### Excerto do texto

Apesar de constituir a reacção a duas decisões judiciais, certo é que a procedência ou improcedência em relação à primeira compromete o conhecimento da segunda.
São duas as questões a apreciar:
-a primeira consiste na valoração jurídica da menção, pelo recorrente, em acto judicial, da formação tácita do acto de deferimento da protecção jurídica (modalidade de apoio judiciário) e seus efeitos face à decisão, ulterior, de indeferimento pela administração do pedido de protecção jurídica formulado;
- a segunda consiste na valoração da eventual omissão de notificação, pelo tribunal, ao recorrente da decisão que indeferiu o requerimento de protecção jurídica.
II.1. Valoração jurídica da menção, pelo recorrente, em acto judicial, da formação tácita do acto de deferimento da protecção jurídica (modalidade de apoio judiciário) e seus efeitos face à decisão, ulterior, de indeferimento pela administração do pedido de protecção jurídica formulado;
Com interesse para a decisão do mérito do recurso vejamos quais os factos documentalmente comprovados.
1. Por requerimento para abertura da instrução apresentado em tribunal no dia 05 de Outubro de 2015, o recorrente solicitou a sua constituição como assistente, juntou cópia do requerimento de protecção jurídica para dispensa de taxa de justiça e demais encargos com o processo (entrado nos serviços da segurança social no dia 18 de Setembro de 2015) e invocou o seu deferimento tácito com referência a 19 de Setembro de 2015.
2. A segurança social comunicou ao recorrente, por carta registada enviada em 1 de Dezembro de 2015, para juntar determinados documentos em 10 dias, com a cominação de que a falta da sua apresentação implicaria o indeferimento imediato do pedido de protecção jurídica no 1º dia útil seguinte ao termo daquele prazo de resposta, não se procedendo a qualquer outra notificação.
3. A segurança social comunicou ao recorrente, por carta registada enviada em 18 de Dezembro de 2015, a sua proposta de indeferimento do pedido de apoio e concedeu o prazo de 10 dias úteis para o mesmo se pronunciar por escrito, cominando que a falta de resposta implicaria a conversão da proposta em decisão definitiva, sem necessidade de lhe ser feita nova notificação.
O recorrente solicitou a protecção jurídica na modalidade de apoio judiciário e, neste âmbito, a dispensa de taxa de justiça e demais encargos com o processo e atribuição de agente de execução – cfr. artigos 6º, nº1, e 16º, nº1, alíneas a) e g), da Lei nº34/2004, de 29 de Julho (doravante designada, por facilidade, LAJ).
Ao pedido de protecção jurídica por quem pretenda constituir-se assistente aplica-se o disposto no capítulo III (artigo 44º, nº2, da LAJ)
Nos termos da referida lei, o procedimento e decisão sobre o pedido é exclusivamente efectuada pela segurança social – artigo 20º da LAJ – o que bem se compreende por versar um acto administrativo (por tal motivo é o procedimento autónomo relativamente à causa a que respeita – artigo 24º da LAJ).

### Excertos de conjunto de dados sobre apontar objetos
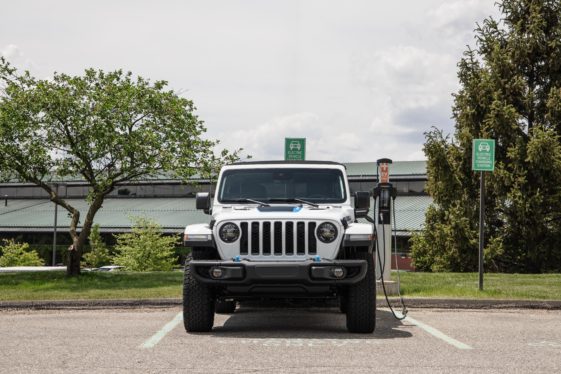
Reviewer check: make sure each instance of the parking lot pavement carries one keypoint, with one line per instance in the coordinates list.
(279, 340)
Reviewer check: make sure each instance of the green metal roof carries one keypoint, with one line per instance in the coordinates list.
(173, 214)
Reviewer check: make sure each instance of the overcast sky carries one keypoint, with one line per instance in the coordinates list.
(360, 80)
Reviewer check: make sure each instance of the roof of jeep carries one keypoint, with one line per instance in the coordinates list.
(276, 162)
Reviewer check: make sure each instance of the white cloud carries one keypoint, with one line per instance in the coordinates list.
(16, 57)
(11, 51)
(455, 20)
(360, 80)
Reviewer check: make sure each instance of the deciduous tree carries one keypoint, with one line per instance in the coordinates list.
(105, 127)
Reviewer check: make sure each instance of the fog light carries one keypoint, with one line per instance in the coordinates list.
(338, 272)
(216, 273)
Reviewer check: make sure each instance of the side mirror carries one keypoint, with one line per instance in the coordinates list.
(362, 204)
(203, 201)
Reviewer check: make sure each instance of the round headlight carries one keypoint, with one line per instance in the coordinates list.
(229, 232)
(327, 232)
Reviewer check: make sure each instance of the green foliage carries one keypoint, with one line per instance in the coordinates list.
(99, 253)
(511, 92)
(145, 248)
(18, 254)
(105, 127)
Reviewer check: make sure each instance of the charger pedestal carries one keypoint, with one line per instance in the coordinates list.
(391, 288)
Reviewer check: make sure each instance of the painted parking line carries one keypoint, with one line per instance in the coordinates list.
(155, 339)
(436, 333)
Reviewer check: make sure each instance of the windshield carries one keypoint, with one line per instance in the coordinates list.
(282, 185)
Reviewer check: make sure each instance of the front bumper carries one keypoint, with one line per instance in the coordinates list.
(289, 272)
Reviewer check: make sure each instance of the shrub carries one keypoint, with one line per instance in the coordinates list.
(145, 248)
(99, 254)
(18, 254)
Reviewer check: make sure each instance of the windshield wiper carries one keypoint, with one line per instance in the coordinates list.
(245, 200)
(295, 199)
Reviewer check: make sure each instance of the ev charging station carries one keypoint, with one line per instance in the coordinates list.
(384, 194)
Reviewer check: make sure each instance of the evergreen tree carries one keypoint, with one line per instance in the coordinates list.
(511, 92)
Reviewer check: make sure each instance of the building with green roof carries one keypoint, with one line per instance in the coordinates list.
(26, 212)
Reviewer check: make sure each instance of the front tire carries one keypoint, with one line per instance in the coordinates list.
(361, 299)
(198, 303)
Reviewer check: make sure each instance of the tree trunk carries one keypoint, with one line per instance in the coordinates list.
(73, 265)
(76, 249)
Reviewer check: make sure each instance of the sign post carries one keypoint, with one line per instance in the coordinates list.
(482, 160)
(295, 149)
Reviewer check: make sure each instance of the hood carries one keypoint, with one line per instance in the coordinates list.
(282, 212)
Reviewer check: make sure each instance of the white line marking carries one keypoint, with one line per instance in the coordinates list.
(155, 339)
(436, 333)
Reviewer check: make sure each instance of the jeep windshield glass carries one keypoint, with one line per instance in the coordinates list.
(278, 186)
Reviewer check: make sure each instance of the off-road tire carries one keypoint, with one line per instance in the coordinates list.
(198, 303)
(225, 307)
(361, 299)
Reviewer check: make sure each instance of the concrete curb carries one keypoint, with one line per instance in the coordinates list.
(170, 303)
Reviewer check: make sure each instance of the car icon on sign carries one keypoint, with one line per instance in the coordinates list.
(484, 147)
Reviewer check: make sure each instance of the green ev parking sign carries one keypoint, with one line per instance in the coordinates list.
(483, 155)
(295, 149)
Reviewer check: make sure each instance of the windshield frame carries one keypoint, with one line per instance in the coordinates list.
(327, 201)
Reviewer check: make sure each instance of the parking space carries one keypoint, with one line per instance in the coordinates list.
(279, 340)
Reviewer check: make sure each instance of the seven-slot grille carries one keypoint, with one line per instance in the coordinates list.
(286, 238)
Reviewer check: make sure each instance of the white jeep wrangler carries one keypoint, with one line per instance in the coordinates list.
(280, 229)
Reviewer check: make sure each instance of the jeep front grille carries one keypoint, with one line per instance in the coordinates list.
(286, 238)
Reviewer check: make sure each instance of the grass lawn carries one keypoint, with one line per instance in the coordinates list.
(496, 286)
(95, 285)
(125, 285)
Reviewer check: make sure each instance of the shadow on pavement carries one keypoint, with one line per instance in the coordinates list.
(307, 323)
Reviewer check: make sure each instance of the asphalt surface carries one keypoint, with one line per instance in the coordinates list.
(283, 340)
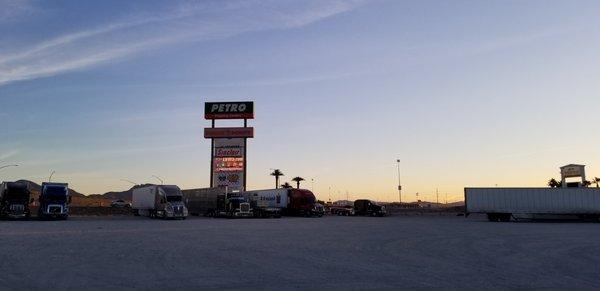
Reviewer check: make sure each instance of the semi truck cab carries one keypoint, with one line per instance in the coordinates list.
(232, 205)
(54, 201)
(172, 202)
(14, 200)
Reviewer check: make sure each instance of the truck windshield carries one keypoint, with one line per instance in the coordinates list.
(171, 191)
(174, 198)
(16, 195)
(55, 191)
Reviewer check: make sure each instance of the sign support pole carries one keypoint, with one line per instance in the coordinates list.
(212, 156)
(245, 156)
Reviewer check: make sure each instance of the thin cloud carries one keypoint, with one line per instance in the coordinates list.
(11, 10)
(145, 32)
(8, 155)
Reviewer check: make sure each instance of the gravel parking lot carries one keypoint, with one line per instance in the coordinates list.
(298, 253)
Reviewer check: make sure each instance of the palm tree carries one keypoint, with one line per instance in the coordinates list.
(596, 181)
(298, 180)
(277, 173)
(554, 184)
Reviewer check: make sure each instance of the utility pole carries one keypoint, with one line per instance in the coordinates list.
(399, 183)
(159, 179)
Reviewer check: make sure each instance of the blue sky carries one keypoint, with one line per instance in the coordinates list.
(466, 93)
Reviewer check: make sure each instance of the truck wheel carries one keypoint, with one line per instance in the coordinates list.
(492, 217)
(504, 217)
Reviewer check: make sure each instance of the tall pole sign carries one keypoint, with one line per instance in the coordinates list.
(229, 144)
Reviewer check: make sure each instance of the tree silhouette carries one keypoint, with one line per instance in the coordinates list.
(554, 184)
(298, 180)
(277, 173)
(596, 181)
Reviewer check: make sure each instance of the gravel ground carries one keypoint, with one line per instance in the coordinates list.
(350, 253)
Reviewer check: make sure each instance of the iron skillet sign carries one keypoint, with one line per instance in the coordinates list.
(229, 110)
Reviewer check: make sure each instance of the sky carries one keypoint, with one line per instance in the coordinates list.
(464, 93)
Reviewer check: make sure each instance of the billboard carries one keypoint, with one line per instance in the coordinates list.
(572, 171)
(228, 132)
(234, 181)
(229, 110)
(228, 163)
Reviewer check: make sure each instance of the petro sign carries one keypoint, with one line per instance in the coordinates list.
(229, 110)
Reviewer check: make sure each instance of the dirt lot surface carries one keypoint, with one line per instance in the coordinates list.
(349, 253)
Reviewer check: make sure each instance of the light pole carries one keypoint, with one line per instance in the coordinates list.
(131, 182)
(399, 183)
(159, 179)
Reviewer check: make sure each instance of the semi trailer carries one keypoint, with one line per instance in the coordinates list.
(14, 200)
(54, 201)
(502, 204)
(216, 202)
(368, 208)
(284, 201)
(159, 201)
(268, 203)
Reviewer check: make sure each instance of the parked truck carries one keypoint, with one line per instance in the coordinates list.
(301, 203)
(14, 200)
(368, 208)
(54, 201)
(285, 201)
(501, 204)
(216, 202)
(268, 203)
(159, 201)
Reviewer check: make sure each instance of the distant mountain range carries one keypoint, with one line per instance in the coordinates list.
(36, 188)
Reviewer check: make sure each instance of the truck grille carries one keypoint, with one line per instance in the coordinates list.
(244, 207)
(178, 210)
(54, 209)
(17, 208)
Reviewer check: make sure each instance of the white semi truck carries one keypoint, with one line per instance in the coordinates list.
(162, 201)
(501, 204)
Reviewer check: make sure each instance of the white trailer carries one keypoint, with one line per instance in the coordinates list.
(500, 204)
(268, 202)
(165, 201)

### Lista de tarefas
- A) Extraia do excerto sobre apoio judiciário, sem qualquer alteração, o trecho que abre com as palavras "1. Por requerimento" e fecha com "Setembro de 2015.".
- B) Quais são os artigos da LAJ citados no excerto sobre apoio judiciário? Liste-os todos, pela ordem em que surgem.
- C) Dê a continuação do excerto sobre apoio judiciário, começando logo após a sua última frase.

### Respostas esperadas
- A)
1. Por requerimento para abertura da instrução apresentado em tribunal no dia 05 de Outubro de 2015, o recorrente solicitou a sua constituição como assistente, juntou cópia do requerimento de protecção jurídica para dispensa de taxa de justiça e demais encargos com o processo (entrado nos serviços da segurança social no dia 18 de Setembro de 2015) e invocou o seu deferimento tácito com referência a 19 de Setembro de 2015.

- B)
- Artigo 6º, nº1
- Artigo 16º, nº1, alíneas a) e g)
- Artigo 44º, nº2
- Artigo 20º
- Artigo 24º

- C)
O prazo para a conclusão do procedimento administrativo e decisão sobre o pedido de protecção jurídica é de 30 dias, é contínuo e não se suspende durante as férias judiciais. Decorrido o mesmo sem que tenha sido proferida uma decisão, considera-se tacitamente deferido e concedido o pedido de protecção jurídica – artigo 25º, nºs 1 e 2, da LAJ.
Esta regra do procedimento administrativo em sede de apoio judiciário (com natureza duplamente especial em relação às regras gerais do procedimento administrativo estabelecidas nos artigos 108º, nº1, alínea a) e 109º, do Código do Procedimento Administrativo, a primeira que considera concedida as aprovações ou autorizações dos órgãos administrativos se nos prazos concedidos por lei não forem proferidas as decisões, e a segunda que confere ao interessado a faculdade de presumir o indeferimento da sua pretensão nos casos de omissão de decisão no prazo de 90 dias, respectivamente) é susceptível de invocação pelo interessado:
1º. antes do proferimento de decisão (para o qual é obrigatoriamente ouvido nos casos em que a administração propõe uma decisão de indeferimento, total ou parcial, do pedido – artigo 23º, nº1, da LAJ);
2º. em sede de impugnação judicial (artigo 27º da LAJ).
O tribunal apenas tem competência material para apreciar os pedidos de apoio judiciário (os fundamentos da sua formação) em sede de impugnação judicial da decisão administrativa.
Desde a reforma efectuada com a Regulamento das Custas Processuais (aplicável ao processo penal), contemporâneas com aquelas outras inseridas no Código de Processo Civil, faz-se corresponder a taxa de justiça ao montante devido pelo impulso processual de cada interveniente (cfr. artigos 6º do RCP e 529º, nº2, do CPC).
A constituição de assistente dá lugar ao pagamento de taxa de justiça nos termos fixados no RCP (artigo 519º, nº1, do CPP).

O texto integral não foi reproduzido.